Provided records:
▬▬▬▬▬▬

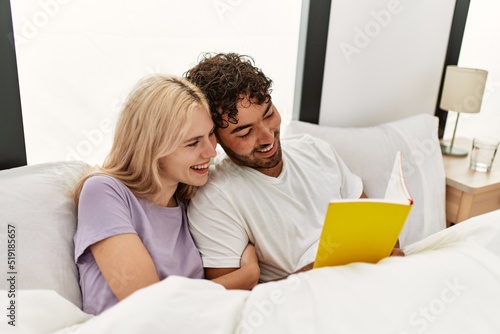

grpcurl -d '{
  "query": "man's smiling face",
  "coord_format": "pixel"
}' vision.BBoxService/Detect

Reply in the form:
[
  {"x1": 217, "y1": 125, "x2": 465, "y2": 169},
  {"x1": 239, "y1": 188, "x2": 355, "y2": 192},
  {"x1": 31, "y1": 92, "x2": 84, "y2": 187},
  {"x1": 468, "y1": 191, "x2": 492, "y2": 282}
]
[{"x1": 216, "y1": 98, "x2": 283, "y2": 177}]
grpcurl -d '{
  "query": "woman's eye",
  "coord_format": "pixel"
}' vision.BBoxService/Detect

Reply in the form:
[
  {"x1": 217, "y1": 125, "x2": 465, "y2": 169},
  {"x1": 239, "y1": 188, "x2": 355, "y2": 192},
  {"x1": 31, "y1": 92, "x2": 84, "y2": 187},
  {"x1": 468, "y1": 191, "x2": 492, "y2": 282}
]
[{"x1": 264, "y1": 111, "x2": 274, "y2": 119}]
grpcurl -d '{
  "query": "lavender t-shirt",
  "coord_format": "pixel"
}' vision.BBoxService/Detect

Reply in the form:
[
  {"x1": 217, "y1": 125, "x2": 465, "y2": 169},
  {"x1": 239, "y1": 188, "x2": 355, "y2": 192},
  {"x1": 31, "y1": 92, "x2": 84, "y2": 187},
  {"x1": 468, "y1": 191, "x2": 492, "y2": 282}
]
[{"x1": 74, "y1": 175, "x2": 203, "y2": 314}]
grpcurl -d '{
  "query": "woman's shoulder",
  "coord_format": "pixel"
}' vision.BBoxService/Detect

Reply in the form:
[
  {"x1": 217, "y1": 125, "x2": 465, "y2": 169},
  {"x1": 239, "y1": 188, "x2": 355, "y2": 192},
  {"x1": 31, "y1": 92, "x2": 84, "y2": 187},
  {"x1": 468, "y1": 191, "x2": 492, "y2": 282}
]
[{"x1": 82, "y1": 173, "x2": 130, "y2": 196}]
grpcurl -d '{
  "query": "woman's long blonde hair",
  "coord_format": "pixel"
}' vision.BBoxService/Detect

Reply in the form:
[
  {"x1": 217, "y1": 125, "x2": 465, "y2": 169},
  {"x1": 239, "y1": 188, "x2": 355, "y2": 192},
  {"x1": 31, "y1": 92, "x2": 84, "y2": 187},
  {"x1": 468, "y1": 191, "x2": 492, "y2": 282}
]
[{"x1": 74, "y1": 74, "x2": 209, "y2": 205}]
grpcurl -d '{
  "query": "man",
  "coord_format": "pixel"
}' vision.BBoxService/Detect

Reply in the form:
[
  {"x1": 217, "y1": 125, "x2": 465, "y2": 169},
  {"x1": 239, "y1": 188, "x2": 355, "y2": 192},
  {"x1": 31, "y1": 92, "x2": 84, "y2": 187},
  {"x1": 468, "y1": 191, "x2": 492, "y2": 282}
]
[{"x1": 185, "y1": 53, "x2": 398, "y2": 282}]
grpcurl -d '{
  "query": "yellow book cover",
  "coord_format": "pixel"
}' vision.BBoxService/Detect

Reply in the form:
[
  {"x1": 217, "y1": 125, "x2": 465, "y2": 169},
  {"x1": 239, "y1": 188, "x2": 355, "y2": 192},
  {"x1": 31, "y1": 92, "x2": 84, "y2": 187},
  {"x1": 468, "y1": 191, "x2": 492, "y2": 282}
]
[{"x1": 314, "y1": 152, "x2": 413, "y2": 268}]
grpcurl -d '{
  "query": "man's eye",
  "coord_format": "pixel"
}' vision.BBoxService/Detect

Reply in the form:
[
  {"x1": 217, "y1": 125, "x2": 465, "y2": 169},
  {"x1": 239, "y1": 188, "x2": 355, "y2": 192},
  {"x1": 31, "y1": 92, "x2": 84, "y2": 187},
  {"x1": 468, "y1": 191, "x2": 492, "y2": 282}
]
[{"x1": 239, "y1": 129, "x2": 252, "y2": 138}]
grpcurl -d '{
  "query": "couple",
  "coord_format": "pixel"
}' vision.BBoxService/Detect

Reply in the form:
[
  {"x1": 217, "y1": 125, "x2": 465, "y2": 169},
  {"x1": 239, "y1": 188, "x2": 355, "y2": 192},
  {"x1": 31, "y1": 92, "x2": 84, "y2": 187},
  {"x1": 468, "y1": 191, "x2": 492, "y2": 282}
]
[{"x1": 74, "y1": 53, "x2": 402, "y2": 314}]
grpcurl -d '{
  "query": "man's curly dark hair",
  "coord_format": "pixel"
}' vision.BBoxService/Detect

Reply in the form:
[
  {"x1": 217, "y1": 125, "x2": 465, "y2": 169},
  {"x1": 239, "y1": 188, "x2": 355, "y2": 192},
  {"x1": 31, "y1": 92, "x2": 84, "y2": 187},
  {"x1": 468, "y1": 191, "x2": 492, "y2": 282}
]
[{"x1": 184, "y1": 53, "x2": 272, "y2": 128}]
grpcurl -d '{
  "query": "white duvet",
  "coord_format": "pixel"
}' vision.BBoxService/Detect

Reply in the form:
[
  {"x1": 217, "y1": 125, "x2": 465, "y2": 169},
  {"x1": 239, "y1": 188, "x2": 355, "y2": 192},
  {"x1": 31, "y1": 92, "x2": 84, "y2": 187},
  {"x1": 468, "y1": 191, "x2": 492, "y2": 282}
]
[{"x1": 0, "y1": 211, "x2": 500, "y2": 334}]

▬▬▬▬▬▬

Brief: Show each line from the rows above that contains the string "woman", copying the whole line. Case counts.

Finished task:
  "query": "woman's eye",
  "query": "woman's shoulder",
  "query": "woman's long blonde hair",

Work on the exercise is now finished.